• _DOCUMENT EXCERPT_
A few weeks ago, I did something I never should have done. I sent an email.
But it wasn’t just any email. Perhaps you’ve done it before. You receive an email, and before you have time to think or pray, the next thing you know you are writing an emotional response as a knee-jerk reaction. Sometimes you catch yourself and realize that perhaps you should take some extra time to think about it before you hit “send”, and when you come back to it hours or days later, you feel complete and utter relief that you didn’t send it. That’s what I should have done. But I didn’t.
I hit “send”.
The conviction didn’t come right away. I sent it and forgot about it, for the most part. But when, five days later, the response came back to my negative, prideful missive, suddenly the conviction hit me like a ton of bricks. The unsuspecting recipient of my impulsive email had actually responded in a fairly gracious manner, but in that moment, I knew exactly where I had gone wrong.
I blame Facebook.
Well, that’s not totally fair. I actually blame the fact that I had allowed Facebook to become an idol in my life. Let me explain. Over the last few years, I have been more determined than ever to have a disciplined time of meeting with the Lord each morning. It looks a little bit different every day, but usually involves me setting my alarm at a painful oh-dark-thirty in order to get that time in before having to wake my kids up for the early school bus. I developed this habit with more discipline than ever after my son Caleb was born, because I found that my days were so difficult caring my for my little boy with extreme global developmental delays and sensory issues that I absolutely depended on that time with the Lord to give me what I needed to make it through the day without going completely nuts. However, over the last few months, I’ve been letting that time slide. It started subtly – I would peruse Facebook on my phone while in the bathroom before starting my quiet time. (I realize this is more than you really wanted to know, but it’s essential to telling the true story.) Next thing you know, I had wasted so much time in the bathroom getting caught up with the fascinating world of Facebook that I had run out of time to spend with the Lord. How quickly those precious moments ran out, after which I had nothing of value to show for them. I started staying up later than I knew was good for me and deciding to sleep a “little” later the next morning – just to catch up on sleep, just this once. But the tiny amount of time I had allotted for myself to spend with the Lord that morning got sucked up with – you guessed it – Facebook. Before I knew it, I was feeling extremely connected with everybody I cared about – and many that I didn’t – except for One. The Most Important One.
I was lying to myself and telling myself that I was getting up early for my quiet time – but then I would let technology and social networking steal that time away. As a result, I began to feel like a ship without a rudder. I started to feel out of touch with the daily promptings of the Holy Spirit. When decisions needed to be made, I struggled to discern the right path. When a difficult situation called for extra patience, I ran out – because my cup was being emptied each day and I was desperate for a refill. When a family member needed grace, they didn’t get it from me…because I wasn’t receiving it from my Source each day.

• _ENTRIES_
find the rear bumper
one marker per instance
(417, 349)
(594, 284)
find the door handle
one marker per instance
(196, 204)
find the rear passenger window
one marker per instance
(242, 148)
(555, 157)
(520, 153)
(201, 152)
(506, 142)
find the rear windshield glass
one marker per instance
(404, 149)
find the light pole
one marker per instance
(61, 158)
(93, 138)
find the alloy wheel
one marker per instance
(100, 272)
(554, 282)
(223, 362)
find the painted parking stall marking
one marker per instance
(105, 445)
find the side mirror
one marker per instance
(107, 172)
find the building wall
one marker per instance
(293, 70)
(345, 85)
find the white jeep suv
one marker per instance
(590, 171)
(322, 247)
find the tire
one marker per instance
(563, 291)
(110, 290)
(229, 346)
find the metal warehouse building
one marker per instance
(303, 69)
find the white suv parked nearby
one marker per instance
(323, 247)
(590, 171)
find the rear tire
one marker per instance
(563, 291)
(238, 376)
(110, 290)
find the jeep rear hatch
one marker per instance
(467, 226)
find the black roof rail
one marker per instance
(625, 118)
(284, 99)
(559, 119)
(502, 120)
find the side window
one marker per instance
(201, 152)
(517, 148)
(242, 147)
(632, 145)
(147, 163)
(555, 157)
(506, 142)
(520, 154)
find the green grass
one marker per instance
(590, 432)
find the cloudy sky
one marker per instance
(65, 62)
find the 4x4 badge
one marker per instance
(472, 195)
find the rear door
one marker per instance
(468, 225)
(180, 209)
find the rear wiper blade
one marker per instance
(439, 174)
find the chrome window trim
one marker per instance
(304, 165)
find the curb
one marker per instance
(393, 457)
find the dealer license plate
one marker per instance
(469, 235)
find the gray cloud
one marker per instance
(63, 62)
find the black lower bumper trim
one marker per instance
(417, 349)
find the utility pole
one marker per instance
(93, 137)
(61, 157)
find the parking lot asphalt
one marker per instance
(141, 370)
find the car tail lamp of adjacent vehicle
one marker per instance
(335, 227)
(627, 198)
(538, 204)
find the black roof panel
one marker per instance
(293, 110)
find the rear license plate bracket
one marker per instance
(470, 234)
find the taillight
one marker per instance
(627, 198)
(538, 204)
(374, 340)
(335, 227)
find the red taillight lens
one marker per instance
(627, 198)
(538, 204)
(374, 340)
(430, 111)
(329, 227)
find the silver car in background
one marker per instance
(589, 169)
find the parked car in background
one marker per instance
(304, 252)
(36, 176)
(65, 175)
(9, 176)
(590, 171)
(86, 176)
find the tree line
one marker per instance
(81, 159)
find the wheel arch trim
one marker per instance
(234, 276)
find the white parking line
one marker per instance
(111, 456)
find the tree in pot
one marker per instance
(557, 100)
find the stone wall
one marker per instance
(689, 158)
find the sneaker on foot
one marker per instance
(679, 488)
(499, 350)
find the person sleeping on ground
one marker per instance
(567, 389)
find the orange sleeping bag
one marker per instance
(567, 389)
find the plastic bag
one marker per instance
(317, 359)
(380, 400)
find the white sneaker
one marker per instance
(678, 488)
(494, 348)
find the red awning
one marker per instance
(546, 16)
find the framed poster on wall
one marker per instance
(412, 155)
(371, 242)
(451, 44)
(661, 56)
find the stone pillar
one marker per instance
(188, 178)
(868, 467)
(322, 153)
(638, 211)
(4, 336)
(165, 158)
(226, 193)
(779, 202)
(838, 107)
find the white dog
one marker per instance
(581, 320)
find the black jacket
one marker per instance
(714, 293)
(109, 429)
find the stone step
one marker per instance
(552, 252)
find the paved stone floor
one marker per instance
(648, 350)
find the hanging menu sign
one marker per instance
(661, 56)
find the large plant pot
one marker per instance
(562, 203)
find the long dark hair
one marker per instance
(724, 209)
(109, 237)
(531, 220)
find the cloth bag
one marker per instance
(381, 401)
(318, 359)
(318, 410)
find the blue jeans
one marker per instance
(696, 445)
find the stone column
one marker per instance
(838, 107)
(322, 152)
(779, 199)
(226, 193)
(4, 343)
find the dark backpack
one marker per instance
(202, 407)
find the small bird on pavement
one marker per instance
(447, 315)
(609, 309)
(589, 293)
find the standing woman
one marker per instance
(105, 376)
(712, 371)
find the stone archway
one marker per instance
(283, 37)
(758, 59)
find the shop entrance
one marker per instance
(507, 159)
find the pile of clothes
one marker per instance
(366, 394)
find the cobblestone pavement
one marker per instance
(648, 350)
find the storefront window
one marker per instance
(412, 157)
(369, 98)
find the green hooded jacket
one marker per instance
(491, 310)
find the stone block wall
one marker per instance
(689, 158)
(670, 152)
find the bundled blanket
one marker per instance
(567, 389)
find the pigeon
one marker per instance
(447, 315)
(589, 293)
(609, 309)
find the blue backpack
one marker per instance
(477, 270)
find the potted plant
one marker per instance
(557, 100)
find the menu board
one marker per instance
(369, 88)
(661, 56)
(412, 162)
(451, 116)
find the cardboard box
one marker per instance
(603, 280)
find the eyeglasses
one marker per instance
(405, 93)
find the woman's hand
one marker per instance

• _EXERCISE_
In the essay, begin at the words "But it wasn’t" and stop after "But I didn’t.", then write that passage out again with "email" switched to "text message".

• _RESPONSE BELOW_
But it wasn’t just any text message. Perhaps you’ve done it before. You receive an text message, and before you have time to think or pray, the next thing you know you are writing an emotional response as a knee-jerk reaction. Sometimes you catch yourself and realize that perhaps you should take some extra time to think about it before you hit “send”, and when you come back to it hours or days later, you feel complete and utter relief that you didn’t send it. That’s what I should have done. But I didn’t.